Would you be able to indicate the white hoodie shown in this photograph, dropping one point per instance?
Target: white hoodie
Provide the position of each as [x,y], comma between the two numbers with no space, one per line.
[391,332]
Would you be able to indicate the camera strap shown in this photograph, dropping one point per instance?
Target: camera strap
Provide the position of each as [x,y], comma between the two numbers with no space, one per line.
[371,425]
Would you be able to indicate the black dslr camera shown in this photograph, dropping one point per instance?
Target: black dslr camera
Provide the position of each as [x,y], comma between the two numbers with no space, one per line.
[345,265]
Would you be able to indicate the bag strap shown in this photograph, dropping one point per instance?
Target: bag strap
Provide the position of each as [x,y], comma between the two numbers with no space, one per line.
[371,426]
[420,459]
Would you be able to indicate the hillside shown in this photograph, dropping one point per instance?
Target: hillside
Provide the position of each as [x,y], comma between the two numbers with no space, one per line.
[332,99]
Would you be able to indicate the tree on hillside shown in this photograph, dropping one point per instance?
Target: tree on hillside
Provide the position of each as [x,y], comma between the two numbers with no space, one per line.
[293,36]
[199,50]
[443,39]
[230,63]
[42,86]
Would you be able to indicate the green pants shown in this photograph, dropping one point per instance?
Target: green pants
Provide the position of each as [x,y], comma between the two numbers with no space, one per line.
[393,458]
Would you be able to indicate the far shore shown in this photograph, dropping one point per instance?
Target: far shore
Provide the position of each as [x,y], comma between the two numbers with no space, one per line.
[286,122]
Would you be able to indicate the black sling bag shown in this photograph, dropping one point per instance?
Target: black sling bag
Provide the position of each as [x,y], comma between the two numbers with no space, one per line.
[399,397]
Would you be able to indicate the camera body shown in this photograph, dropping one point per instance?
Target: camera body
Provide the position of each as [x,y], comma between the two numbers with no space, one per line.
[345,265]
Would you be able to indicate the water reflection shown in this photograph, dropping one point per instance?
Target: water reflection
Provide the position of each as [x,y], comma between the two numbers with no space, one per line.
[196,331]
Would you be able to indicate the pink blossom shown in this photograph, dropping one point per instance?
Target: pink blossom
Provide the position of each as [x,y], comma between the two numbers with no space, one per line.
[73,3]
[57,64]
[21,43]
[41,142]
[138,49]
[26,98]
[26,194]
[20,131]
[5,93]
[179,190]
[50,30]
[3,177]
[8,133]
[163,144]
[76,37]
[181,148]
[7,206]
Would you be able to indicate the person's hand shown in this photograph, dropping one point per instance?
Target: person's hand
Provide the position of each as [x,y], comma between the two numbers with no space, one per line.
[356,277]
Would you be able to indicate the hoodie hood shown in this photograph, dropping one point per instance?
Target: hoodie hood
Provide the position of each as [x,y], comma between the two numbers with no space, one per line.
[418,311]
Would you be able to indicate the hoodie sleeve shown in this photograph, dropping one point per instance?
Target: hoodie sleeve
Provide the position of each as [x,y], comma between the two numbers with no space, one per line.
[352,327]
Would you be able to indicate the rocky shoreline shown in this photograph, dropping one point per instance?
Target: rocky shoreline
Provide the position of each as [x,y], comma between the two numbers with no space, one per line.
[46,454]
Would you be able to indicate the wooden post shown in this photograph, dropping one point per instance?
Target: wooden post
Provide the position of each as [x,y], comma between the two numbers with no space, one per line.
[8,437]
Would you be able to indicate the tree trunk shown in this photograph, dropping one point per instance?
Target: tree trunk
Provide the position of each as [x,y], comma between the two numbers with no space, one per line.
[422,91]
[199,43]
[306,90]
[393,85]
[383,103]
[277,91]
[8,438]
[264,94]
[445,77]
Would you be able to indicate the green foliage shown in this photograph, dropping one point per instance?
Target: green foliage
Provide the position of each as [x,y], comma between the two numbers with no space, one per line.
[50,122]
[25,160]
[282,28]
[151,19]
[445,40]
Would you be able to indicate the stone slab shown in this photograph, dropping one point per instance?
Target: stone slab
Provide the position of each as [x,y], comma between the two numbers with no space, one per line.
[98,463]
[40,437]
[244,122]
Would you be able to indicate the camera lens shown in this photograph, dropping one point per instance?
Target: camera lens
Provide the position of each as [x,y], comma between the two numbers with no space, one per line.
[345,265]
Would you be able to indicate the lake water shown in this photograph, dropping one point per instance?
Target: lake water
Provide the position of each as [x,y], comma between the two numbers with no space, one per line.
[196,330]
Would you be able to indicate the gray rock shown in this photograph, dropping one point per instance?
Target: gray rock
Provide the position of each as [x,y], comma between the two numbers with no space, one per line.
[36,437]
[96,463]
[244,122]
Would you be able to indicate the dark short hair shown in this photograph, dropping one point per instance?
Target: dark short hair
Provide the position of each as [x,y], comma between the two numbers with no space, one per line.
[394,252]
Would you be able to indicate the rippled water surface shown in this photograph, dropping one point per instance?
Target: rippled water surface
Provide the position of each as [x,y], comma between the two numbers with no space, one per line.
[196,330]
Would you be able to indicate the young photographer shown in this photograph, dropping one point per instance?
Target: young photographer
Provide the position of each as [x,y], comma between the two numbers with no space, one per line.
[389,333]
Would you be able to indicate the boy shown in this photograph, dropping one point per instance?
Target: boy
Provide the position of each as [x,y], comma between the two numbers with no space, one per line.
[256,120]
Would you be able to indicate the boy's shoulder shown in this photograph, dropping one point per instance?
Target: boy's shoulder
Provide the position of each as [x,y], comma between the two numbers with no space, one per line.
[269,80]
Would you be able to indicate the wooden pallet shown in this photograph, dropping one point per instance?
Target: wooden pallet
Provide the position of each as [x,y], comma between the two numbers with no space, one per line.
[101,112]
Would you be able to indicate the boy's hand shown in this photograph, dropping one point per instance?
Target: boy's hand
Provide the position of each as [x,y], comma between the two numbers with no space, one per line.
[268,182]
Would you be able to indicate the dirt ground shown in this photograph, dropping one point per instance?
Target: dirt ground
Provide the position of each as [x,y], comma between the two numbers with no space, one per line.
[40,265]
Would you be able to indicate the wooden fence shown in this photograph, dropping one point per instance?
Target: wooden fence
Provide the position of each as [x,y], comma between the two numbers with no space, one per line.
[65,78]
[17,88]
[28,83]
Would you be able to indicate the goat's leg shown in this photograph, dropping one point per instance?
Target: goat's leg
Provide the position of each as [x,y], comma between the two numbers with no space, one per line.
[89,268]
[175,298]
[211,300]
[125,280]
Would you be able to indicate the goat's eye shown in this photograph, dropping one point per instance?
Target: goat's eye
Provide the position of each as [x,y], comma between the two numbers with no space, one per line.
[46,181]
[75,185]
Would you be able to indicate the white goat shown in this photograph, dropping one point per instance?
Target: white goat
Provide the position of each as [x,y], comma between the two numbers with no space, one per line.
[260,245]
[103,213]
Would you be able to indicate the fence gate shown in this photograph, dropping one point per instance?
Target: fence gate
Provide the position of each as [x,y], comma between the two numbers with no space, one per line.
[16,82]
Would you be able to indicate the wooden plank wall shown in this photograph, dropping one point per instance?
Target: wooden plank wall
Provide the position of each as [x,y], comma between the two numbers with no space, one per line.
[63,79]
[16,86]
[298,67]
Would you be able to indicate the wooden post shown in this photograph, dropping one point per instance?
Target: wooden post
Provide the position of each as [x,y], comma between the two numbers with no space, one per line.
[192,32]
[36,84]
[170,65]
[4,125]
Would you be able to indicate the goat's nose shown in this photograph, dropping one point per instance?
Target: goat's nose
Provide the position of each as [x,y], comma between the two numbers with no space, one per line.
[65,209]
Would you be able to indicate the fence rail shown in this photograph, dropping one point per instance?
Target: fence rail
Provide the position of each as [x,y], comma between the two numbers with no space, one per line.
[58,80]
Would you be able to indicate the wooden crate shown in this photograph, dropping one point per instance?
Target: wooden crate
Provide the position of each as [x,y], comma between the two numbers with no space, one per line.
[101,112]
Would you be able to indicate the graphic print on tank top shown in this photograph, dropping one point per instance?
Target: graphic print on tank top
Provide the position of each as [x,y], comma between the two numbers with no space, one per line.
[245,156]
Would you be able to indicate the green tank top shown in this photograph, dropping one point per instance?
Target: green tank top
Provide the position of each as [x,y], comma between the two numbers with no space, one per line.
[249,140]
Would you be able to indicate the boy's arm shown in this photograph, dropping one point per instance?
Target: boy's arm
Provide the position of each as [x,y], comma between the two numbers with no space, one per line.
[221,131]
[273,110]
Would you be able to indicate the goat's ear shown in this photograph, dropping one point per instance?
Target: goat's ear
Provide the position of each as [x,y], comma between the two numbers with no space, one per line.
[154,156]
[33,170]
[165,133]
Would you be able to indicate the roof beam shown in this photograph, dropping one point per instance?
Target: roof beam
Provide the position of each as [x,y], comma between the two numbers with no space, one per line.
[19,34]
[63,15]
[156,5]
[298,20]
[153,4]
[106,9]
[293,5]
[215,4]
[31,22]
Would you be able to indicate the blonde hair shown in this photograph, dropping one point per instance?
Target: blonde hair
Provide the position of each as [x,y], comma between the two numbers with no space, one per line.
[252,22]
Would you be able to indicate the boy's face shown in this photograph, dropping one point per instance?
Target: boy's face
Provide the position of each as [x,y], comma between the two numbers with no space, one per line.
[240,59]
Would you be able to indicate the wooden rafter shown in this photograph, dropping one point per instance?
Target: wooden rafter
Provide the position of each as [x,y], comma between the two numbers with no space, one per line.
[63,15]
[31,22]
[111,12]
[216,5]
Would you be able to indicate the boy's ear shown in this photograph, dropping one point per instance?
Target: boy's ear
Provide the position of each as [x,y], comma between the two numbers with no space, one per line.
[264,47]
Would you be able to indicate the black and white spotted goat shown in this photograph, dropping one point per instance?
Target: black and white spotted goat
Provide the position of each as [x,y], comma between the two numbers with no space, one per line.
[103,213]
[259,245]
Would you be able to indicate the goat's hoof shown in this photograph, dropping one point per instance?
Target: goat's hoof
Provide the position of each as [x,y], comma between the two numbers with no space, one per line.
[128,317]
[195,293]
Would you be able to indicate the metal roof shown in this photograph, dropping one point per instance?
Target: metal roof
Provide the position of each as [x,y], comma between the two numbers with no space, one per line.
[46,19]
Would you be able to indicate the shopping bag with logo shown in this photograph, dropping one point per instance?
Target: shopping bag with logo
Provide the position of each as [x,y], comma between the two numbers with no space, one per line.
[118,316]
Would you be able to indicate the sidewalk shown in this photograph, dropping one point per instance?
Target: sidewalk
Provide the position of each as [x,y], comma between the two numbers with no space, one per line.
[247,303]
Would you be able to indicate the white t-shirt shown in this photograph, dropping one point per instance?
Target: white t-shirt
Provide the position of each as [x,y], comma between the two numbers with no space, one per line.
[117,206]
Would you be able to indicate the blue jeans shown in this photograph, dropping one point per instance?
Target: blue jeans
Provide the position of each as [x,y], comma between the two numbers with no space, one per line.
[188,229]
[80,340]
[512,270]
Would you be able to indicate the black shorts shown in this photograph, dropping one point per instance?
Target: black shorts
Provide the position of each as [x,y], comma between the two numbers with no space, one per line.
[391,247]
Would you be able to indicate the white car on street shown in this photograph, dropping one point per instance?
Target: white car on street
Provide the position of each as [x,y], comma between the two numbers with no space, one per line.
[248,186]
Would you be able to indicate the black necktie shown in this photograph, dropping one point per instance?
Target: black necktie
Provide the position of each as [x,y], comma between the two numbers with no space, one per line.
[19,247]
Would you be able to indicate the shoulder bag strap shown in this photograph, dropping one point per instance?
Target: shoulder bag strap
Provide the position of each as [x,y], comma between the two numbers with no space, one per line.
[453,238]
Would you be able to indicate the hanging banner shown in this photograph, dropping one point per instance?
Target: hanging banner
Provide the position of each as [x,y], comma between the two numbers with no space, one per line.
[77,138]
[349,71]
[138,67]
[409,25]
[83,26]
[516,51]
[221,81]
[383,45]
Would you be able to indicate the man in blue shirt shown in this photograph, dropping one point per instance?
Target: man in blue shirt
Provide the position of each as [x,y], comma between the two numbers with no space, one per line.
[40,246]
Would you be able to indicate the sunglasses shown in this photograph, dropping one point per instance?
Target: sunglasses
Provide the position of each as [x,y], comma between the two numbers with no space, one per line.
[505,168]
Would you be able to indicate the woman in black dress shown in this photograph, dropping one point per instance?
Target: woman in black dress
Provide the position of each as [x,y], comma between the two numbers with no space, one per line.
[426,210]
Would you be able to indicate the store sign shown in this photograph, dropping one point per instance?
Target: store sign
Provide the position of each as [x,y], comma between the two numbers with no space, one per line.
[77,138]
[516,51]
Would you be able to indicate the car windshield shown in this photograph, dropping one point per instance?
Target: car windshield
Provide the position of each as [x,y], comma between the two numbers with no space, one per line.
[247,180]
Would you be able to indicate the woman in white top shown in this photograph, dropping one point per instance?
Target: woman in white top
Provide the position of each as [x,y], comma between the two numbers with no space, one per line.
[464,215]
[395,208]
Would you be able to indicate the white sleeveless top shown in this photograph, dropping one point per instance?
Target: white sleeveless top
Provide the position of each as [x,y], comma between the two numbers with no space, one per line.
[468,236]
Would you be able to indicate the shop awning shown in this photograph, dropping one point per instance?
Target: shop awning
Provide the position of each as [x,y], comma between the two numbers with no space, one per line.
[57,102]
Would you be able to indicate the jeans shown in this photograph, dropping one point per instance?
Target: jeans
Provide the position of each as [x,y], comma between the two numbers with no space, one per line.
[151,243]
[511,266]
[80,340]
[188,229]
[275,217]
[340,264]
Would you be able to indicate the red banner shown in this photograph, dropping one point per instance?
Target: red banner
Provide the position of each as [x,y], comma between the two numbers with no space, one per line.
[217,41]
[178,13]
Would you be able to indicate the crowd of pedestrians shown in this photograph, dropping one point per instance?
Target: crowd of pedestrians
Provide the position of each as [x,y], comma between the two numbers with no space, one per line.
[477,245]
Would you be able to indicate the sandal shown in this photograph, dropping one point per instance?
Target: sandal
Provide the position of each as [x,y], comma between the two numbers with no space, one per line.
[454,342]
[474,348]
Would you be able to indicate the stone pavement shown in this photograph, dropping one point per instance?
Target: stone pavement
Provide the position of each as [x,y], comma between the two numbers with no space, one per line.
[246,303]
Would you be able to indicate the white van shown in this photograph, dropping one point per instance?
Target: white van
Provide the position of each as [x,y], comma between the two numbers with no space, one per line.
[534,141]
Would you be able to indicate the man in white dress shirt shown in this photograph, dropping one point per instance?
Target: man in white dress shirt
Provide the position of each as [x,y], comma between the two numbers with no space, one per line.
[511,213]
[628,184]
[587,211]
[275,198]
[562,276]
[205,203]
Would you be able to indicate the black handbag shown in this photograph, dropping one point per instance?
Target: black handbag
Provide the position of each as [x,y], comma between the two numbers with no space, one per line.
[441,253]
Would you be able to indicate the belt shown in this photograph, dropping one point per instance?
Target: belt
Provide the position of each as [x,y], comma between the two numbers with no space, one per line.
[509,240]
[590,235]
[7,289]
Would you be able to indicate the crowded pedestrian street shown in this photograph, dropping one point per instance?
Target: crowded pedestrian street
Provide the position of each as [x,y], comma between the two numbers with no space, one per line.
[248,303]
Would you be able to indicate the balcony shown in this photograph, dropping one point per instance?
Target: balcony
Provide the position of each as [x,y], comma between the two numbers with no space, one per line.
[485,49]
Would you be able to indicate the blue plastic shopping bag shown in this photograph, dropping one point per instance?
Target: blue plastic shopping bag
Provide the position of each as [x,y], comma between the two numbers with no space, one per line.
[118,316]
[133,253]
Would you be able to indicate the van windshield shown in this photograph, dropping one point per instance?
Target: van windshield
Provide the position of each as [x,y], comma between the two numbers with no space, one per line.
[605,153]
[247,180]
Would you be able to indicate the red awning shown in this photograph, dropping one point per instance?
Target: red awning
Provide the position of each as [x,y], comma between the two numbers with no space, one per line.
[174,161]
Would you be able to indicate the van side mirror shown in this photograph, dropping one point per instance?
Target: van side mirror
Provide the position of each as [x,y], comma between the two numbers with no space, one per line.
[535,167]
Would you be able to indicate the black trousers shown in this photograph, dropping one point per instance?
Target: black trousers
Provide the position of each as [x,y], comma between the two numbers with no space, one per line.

◆ **Goal**:
Reproduce precisely the span of lines that begins at the line containing "Would you be able to indicate the van side" and ends with the last line of the listing.

◆ **Exercise output**:
Would you be able to indicate the van side mirror shown in this photograph, dropping one point per instance?
Target: van side mirror
Provide the position of each as [x,y], comma between the two numbers with no space, one per line.
[535,167]
Would you be able to indicate the black trousers shown in this photograph, dropping one point per instance?
Target: black trousers
Provide the position of each as [x,y], comma between the two numbers with no space, one per line.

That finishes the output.